PAGE EXTRACT ▸

##############################

This would be impractical, say, for a cabinet maker who wants the edges of the drawers to line up correctly: cut a piece that is 14.5±0.25 inches. The phrase drilled into apprentice cabinet makers, carpenters, etc., is “measure twice, cut once”. But they must use a number that does not have the “±” because the average is not going to give them a clean finished product. But “±” is useful for certain types of measurement.
I started the questions with Mechain’s understanding of error. Being obsessively concerned with details and having built his reputation on the accuracy of his observations, when he found that the variation in his multiple observations was too high, evidently he thought this reflected on his ability to provide accurate observations. What Nicollet noticed, however, was that over time, Mechain’s “errors” tended in a similar direction, so he suggested that there had been wear in Mechain’s instrument that made “level” actually be tilted in the same direction every time the instrument was set up, and got worse over the seven years of observing.
The trick was to compensate for any change in the instrument’s verticality by balancing the data for stars which passed north of the zenith (the highest point of the midnight sky) against those which passed south of it. Because Mechain had measured so many extra stars, such an operation was possible.3
What Nicollet did, then, was to average the north-passing stars, then average the south-passing stars, and then average the two averages. He discovered that the most egregious error, which looked as if there was a difference in the readings of nearly 400 feet was actually accurate to within 40 feet.
By the time Nicollet started working on Mechain’s data, some new techniques had been developed by several mathematicians, but since developing new techniques are rarely without controversy, these were too. Adrien-Marie Legendre (1752-1833) developed a method called “…the least squares method, which has broad application in linear regression, signal processing, statistics and curve fitting.”4 In 1805, he published his discovery. The Prince of Mathematicians, Carl Friedrich Gauss (1777-1855), noted for not publishing nearly as much as he should have, announced that he had been using the method since 1795, and pretty much proved his case, by having predicted a position for Ceres in 1801.
Ceres, a dwarf planet/asteroid in the asteroid belt between Mars and Jupiter, had been observed early in 1801 for a short time by Giuseppe Piazzi (1746-1826) and the observed positions were published in September 1801. By then, Ceres had disappeared into the glare of the sun. Gauss used the observations to calculate and then announce where it would re-appear and when. He was correct to within half a degree, and Ceres was found again. Among the calculations he used was the least squares method, a method that is used to match actual observations with a model developed from the actual observations, and assumes that the experimental or observational errors have normal distributions. A “normal” distribution is one name for the famous “bell curve”, another name for it is a Gaussian distribution.
Regardless of who was first, this was among the techniques that have been used to apply statistical analysis to all sorts of problems. Are statistics a form of measurement? Well, not really, but….

##############################

GIVEN INFORMATION ▸
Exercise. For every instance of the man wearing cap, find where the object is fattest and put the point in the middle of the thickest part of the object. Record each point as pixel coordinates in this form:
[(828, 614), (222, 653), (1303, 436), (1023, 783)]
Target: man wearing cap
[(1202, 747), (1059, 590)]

##############################

OBJECTIVE A ▸
Reproduce the text on Mechain's measurements from "I started the" up to and including "years of observing.".
OBJECTIVE B ▸
For each statement, decide whether it agrees with the text on Mechain's measurements. Answer yes or no and quote the deciding words. (i) Legendre published his discovery in 1805. (ii) Piazzi observed Ceres late in 1801. (iii) Gauss's prediction of where Ceres would reappear was correct to within half a degree.
OBJECTIVE C ▸
According to the text on Mechain's measurements, over how many years of observing did the wear in Mechain's instrument get worse?

REPLY A ▸
I started the questions with Mechain’s understanding of error. Being obsessively concerned with details and having built his reputation on the accuracy of his observations, when he found that the variation in his multiple observations was too high, evidently he thought this reflected on his ability to provide accurate observations. What Nicollet noticed, however, was that over time, Mechain’s “errors” tended in a similar direction, so he suggested that there had been wear in Mechain’s instrument that made “level” actually be tilted in the same direction every time the instrument was set up, and got worse over the seven years of observing.

REPLY B ▸
(i) Yes: "In 1805, he published his discovery."
(ii) No: "had been observed early in 1801 for a short time by Giuseppe Piazzi"
(iii) Yes: "He was correct to within half a degree"

REPLY C ▸
Over seven years of observing.